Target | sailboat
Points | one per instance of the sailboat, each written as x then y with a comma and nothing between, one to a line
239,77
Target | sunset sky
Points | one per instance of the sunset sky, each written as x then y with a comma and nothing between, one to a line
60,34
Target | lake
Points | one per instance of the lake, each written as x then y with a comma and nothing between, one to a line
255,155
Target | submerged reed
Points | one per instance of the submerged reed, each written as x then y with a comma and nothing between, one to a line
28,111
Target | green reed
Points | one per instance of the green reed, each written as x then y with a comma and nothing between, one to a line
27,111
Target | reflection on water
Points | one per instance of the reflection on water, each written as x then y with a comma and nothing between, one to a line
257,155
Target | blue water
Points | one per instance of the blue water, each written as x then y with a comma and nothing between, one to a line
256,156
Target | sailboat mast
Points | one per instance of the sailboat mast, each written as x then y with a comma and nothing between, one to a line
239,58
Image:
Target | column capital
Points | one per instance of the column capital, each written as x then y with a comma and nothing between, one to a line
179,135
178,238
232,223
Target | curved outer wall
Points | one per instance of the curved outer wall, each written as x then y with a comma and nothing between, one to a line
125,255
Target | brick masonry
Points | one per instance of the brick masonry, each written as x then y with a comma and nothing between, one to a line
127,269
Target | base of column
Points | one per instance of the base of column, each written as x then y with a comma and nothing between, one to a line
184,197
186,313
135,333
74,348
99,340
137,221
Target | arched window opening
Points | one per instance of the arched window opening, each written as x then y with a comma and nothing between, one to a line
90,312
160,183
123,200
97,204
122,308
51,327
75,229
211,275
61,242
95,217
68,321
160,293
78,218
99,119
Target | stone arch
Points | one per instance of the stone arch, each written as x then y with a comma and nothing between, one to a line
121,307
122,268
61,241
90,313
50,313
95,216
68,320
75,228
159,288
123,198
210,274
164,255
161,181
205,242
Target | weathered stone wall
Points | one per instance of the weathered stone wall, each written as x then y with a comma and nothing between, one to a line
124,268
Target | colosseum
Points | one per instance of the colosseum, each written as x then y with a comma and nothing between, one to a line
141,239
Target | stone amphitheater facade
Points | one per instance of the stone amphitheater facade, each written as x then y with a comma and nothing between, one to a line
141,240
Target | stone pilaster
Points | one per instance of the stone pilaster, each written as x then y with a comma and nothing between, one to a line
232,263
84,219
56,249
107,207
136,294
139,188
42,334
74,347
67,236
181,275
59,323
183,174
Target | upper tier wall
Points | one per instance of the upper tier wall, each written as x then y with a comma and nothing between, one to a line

□ □ □ □ □

**Job:**
Copy all the records above exactly, missing none.

**Answer to this task:**
Target | sailboat
Points | one per instance of the sailboat, each written as x then y with a comma and nothing between, one to a line
239,77
Target | sunset sky
Points | one per instance of the sunset sky, each written as x then y with a comma and nothing between, one to a line
60,34
Target | lake
Points | one per instance of the lake, each written as x then y with a comma and nothing between, one to a line
255,155
Target | submerged reed
Points | one per instance of the submerged reed, each written as x then y with a comma and nothing between, one to a line
28,111
Target | green reed
Points | one per instance of the green reed, each written as x then y with a comma and nothing between, one to a line
27,111
Target | reflection on water
Points | one per instance of the reflection on water, each written as x then y with a comma and nothing between, one to a line
257,155
Target | blue water
Points | one per instance of the blue water, each written as x then y with a comma and nothing between, one to a line
256,156
Target | sailboat mast
Points | one per instance of the sailboat mast, each written as x then y with a comma and nothing between, one to a line
239,58
Image:
Target | column capital
Points | one per instance of the column capital, each written as x then y with a comma and nothing between, one to a line
179,135
178,238
232,223
Target | curved outer wall
Points | one per instance of the curved outer wall, each written as x then y with a comma and nothing between, one to a line
125,255
Target | brick masonry
Points | one per instance of the brick masonry, each written as x then y with a comma and nothing between, one to a line
127,269
Target | base of column
Points | one per instance of the base of column, each written as x then y with a comma and nothing between, one to a line
184,197
186,313
135,333
74,348
99,340
137,221
Target | arched window opening
Points | one per instance of the arched window opening, each written as x then y with a comma and nothing between, one to a line
90,312
160,183
123,200
97,204
122,308
51,327
75,229
211,275
61,242
95,217
68,321
160,293
78,218
99,119
Target | stone arch
Points | one per instance of the stone arch, each written as x then y with a comma and nothing between, one to a line
121,307
122,268
61,241
90,313
50,313
95,216
68,320
75,228
159,288
123,198
210,274
164,255
161,181
205,242
Target | weathered stone wall
Points | one per instance of the weathered stone wall, each written as x then y with a comma and nothing between, one to a line
124,268
Target | colosseum
Points | one per instance of the colosseum, each written as x then y with a comma and nothing between, one to a line
141,239
Target | stone amphitheater facade
Points | one per instance of the stone amphitheater facade, each written as x then y with a comma and nothing between, one to a line
141,240
Target | stone pilaster
Points | one per instance of the stone pilaster, each written as x then y with a comma and nothing between, one to a line
232,263
84,219
56,249
107,207
136,294
139,188
42,334
74,347
67,236
181,275
59,323
183,174
Target | upper tier wall
Points | one per instance of the upper tier wall, each written as x then y with a comma and nothing between, one to a line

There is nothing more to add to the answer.